• Aim: Show each line of the entries below that contains the string "trace", treating uppercase and lowercase letters as different.

• Records:
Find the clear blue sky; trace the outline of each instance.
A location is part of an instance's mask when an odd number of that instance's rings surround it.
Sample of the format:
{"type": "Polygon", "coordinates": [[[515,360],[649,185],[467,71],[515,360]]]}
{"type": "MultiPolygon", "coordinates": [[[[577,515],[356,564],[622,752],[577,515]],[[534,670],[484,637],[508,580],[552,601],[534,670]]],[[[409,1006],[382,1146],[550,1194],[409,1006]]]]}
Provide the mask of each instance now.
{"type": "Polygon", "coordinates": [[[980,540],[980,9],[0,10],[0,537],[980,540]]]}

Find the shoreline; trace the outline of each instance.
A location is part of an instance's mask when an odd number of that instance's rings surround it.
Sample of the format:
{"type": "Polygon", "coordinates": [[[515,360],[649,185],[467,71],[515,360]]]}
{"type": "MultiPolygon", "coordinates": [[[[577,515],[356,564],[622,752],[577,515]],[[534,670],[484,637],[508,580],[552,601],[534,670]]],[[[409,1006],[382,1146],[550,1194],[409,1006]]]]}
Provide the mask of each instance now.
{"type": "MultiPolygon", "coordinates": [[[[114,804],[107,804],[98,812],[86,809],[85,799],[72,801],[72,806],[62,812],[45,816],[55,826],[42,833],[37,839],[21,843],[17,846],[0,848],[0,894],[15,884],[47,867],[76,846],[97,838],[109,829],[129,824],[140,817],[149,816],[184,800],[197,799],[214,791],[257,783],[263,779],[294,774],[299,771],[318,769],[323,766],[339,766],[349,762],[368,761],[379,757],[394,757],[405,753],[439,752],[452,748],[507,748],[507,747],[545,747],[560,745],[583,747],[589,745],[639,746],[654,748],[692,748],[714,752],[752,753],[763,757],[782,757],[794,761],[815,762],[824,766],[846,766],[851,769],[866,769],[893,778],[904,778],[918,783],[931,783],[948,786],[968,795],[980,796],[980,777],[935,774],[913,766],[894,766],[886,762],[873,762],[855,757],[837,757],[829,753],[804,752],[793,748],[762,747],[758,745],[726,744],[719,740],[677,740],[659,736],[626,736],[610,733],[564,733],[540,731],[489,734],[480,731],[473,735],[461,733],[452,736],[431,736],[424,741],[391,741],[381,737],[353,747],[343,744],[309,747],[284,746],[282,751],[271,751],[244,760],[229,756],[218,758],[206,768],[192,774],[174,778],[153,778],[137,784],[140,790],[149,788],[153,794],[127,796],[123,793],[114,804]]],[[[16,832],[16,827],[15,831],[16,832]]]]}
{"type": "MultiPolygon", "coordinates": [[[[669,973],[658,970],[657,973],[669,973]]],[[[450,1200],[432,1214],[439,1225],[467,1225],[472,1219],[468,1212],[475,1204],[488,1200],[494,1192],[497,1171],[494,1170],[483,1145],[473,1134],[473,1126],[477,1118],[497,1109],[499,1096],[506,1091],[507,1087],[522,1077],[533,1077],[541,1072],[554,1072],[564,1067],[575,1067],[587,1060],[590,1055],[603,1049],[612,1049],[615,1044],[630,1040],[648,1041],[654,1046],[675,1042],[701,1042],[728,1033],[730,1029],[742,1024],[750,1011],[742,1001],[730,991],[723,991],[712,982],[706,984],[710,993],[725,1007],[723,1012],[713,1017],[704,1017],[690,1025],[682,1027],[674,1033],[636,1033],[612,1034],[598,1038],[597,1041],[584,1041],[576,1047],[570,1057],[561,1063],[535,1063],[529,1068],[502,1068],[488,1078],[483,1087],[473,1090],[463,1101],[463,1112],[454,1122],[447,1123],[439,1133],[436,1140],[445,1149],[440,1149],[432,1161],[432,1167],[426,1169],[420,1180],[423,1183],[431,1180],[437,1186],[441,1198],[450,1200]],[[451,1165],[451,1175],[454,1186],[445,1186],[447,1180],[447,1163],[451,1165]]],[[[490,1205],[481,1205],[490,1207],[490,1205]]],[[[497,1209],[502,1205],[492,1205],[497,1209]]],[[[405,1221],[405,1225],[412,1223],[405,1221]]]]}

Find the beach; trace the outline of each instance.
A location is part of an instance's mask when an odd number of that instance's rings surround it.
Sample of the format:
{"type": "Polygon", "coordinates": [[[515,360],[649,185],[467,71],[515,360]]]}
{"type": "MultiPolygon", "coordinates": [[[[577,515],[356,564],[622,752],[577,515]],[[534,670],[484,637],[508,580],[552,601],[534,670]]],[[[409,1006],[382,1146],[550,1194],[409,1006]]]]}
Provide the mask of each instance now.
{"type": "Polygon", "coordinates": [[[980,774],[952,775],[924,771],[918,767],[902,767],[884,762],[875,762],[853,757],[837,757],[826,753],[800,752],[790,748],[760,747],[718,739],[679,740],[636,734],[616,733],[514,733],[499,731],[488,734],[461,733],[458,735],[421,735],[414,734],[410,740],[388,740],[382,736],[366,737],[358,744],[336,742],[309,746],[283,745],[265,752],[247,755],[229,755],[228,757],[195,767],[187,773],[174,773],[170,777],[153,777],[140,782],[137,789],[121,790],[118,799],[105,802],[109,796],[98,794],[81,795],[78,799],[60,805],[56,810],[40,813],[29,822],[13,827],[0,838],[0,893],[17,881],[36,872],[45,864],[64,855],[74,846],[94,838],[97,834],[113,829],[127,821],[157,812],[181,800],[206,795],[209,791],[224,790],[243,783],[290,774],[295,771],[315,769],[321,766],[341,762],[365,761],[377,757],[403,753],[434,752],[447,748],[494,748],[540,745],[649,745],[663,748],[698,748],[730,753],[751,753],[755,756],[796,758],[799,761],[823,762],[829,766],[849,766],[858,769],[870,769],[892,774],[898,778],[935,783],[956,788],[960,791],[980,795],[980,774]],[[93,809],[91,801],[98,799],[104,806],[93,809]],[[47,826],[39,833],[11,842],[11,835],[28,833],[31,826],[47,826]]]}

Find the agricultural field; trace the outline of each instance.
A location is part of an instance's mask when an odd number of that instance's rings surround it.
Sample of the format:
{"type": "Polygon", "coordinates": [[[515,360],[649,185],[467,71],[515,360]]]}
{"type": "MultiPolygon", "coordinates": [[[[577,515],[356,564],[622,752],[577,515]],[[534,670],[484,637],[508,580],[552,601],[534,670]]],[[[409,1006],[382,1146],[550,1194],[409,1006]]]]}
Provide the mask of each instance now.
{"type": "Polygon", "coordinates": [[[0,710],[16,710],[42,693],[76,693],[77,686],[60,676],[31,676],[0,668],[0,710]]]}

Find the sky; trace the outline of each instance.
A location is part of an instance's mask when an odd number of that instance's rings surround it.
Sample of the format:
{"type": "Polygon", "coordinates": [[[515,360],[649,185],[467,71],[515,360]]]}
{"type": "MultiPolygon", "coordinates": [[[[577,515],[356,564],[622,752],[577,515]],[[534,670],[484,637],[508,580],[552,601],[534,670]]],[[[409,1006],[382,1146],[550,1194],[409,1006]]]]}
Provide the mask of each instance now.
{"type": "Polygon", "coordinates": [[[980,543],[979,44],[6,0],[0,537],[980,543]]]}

• Response for this exercise:
Find the clear blue sky; trace the outline of each instance.
Find the shoreline; trace the outline of each instance.
Find the beach; trace the outline of each instance.
Find the agricultural field; trace the outline of each instance.
Find the sky; trace the outline of each instance.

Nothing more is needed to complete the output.